/---

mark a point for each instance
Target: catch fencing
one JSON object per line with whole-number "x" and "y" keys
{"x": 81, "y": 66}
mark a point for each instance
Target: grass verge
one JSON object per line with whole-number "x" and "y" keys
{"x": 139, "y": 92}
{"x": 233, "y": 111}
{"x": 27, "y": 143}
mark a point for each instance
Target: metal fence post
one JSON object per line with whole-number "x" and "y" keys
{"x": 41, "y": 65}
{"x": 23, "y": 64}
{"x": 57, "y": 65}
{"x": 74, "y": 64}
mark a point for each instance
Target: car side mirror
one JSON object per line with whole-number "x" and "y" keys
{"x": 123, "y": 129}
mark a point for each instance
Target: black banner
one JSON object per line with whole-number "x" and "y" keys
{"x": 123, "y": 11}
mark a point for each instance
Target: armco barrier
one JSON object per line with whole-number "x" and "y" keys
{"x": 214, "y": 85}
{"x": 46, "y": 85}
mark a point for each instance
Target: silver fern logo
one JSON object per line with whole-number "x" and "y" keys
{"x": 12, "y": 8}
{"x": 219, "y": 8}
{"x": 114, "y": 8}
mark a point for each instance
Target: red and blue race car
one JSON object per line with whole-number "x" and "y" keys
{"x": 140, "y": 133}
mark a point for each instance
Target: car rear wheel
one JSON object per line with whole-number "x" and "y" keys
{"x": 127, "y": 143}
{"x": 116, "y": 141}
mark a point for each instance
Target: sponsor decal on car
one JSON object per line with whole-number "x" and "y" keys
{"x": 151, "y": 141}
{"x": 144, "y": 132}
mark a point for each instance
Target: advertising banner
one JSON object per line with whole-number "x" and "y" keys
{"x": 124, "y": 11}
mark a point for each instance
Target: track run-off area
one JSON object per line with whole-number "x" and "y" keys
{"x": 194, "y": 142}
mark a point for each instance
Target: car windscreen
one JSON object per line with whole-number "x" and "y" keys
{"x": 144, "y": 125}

\---

◆ BRIEF: Pull every line with the string "banner" out of the material.

◆ WORKED SOLUTION:
Target: black banner
Target: advertising banner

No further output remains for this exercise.